* [Your instructions] Reproduce the full listing that appears beneath this instruction exactly.

─── Supplied records

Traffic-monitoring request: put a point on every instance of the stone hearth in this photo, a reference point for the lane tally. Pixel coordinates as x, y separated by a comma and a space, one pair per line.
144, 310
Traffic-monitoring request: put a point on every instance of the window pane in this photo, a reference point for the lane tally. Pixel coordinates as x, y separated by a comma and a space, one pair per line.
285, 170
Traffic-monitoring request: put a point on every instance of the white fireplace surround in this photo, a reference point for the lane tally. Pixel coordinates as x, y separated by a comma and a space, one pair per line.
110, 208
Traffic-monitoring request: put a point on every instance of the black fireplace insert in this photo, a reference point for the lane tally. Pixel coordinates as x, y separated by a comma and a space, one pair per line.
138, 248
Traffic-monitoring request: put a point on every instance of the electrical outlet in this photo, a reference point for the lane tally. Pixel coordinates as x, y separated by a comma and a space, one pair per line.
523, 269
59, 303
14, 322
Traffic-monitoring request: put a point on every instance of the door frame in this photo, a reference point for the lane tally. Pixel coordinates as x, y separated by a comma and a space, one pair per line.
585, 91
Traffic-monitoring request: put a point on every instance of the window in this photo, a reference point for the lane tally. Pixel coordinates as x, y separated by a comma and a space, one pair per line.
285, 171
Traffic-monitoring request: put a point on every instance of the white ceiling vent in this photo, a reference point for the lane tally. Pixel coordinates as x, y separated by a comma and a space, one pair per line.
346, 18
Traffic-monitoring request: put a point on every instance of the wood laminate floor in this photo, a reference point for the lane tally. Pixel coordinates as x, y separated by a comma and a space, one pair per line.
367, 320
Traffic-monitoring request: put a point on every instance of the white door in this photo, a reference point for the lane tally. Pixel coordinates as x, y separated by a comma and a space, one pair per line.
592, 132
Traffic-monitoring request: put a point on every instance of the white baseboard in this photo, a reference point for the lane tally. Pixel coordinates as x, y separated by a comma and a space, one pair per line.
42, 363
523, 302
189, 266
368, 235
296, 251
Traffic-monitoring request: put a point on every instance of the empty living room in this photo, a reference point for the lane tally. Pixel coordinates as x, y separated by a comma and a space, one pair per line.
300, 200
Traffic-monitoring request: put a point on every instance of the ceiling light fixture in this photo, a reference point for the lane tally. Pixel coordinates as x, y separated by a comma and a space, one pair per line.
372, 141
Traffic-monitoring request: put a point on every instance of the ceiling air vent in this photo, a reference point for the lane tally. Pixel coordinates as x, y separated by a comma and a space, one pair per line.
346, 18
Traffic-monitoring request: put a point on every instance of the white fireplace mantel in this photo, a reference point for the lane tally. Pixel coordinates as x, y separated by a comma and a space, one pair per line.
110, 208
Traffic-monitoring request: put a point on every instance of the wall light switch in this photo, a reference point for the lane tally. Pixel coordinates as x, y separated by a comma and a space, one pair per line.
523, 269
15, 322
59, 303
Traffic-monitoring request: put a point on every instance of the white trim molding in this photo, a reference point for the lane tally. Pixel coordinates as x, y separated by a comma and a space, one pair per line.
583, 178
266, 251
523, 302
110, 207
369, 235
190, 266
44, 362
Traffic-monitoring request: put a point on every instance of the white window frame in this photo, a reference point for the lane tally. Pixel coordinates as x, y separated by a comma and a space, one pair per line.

──────

* [Full solution]
Traffic-monitoring request: put a point on every instance of the stone hearth in this photo, a reference point for the lane tally. Pixel coordinates as x, y separated by a comma and a space, one pair per line.
144, 310
Traffic-monitoring request: put a point on every instance of the window pane in this photo, a reference point for the lane tally. Pixel coordinates as x, y separated by a comma and a space, one pair per line.
285, 170
Traffic-monitoring request: put a point on every instance of the white fireplace surround in this photo, a reference point for the lane tally. Pixel coordinates as x, y separated by a comma and a space, one pair per line.
110, 208
Traffic-monitoring request: put a point on every instance of the black fireplace insert in this photo, a reference point for the lane tally. Pixel coordinates as x, y separated by a comma and a space, one pair per line.
138, 248
Traffic-monitoring request: put a point on every instance of the electrical outlet in this photo, a reference point for the lane tally. Pixel coordinates as x, y separated by a comma and a space, one pair per line.
523, 269
59, 303
14, 322
Traffic-monitoring request: put a point on every instance of the door frame in this photo, a reference point for the lane tally. Pixel coordinates as x, y separated by a comma and a space, one pair per line.
585, 91
Traffic-monitoring request: put a point on every instance of the window in this photo, a reference point for the lane tally. Pixel coordinates as x, y separated by a comma and a space, one pair per line.
285, 171
Traffic-monitoring request: put a point on every instance of the white ceiling vent in this photo, a reference point for the lane tally. Pixel coordinates as x, y separated by a comma and a space, one pair per line.
346, 18
Traffic-monitoring request: put a point on every instance of the wood laminate floor in this photo, a reference point for the lane tally. Pixel coordinates as x, y separated by a comma and a space, one pair per line.
367, 320
Traffic-monitoring request: put a point on every instance of the white door in this photo, a reference point for the lane tally. Pixel coordinates as x, y separated by a comma and a space, one pair per line.
592, 132
Traffic-monitoring request: put a point on every instance of the white baseboard in this photo, a reference point for the lane tally. Pixel coordinates as x, y separated by a comma and a space, one pair per line.
42, 363
523, 302
189, 266
368, 235
296, 251
Traffic-monitoring request: put a point on every instance of the empty living room in this photo, a reference point for the lane tally. Pixel coordinates as x, y separated by a comma and a space, one pair per line.
300, 200
Traffic-monitoring request: put a point on every instance of the ceiling light fixture in this photo, a reference point for the lane tally. Pixel coordinates as x, y separated by a comma and a space, one pair per line.
372, 141
Traffic-monitoring request: put a point on every instance of the ceiling air vent in this photo, a reference point for the lane tally. Pixel coordinates as x, y separated by a comma and a space, one pair per line.
346, 18
Traffic-monitoring request: put a point on every instance of the white fireplace mantel in this photo, a reference point for the lane tally. Pixel coordinates as x, y separated by a comma and a space, one pair per line.
110, 208
Traffic-monitoring request: put a point on every instance of the wall light switch in this photo, a reference point for the lane tally. Pixel coordinates as x, y separated by a comma and a space, one pair per line.
523, 269
15, 322
59, 303
Traffic-monitoring request: put a point on every instance of the white trim molding in this photo, a reference point for the lane tally. Pixel coordinates as x, y separated by a comma and a space, one pair per line.
583, 178
266, 251
523, 302
110, 207
369, 235
190, 266
44, 362
Traffic-monitoring request: put a point on every instance of the white window frame in this photo, a reference point for the lane tally. Pixel coordinates as x, y separated by a comma and a space, one pair per line.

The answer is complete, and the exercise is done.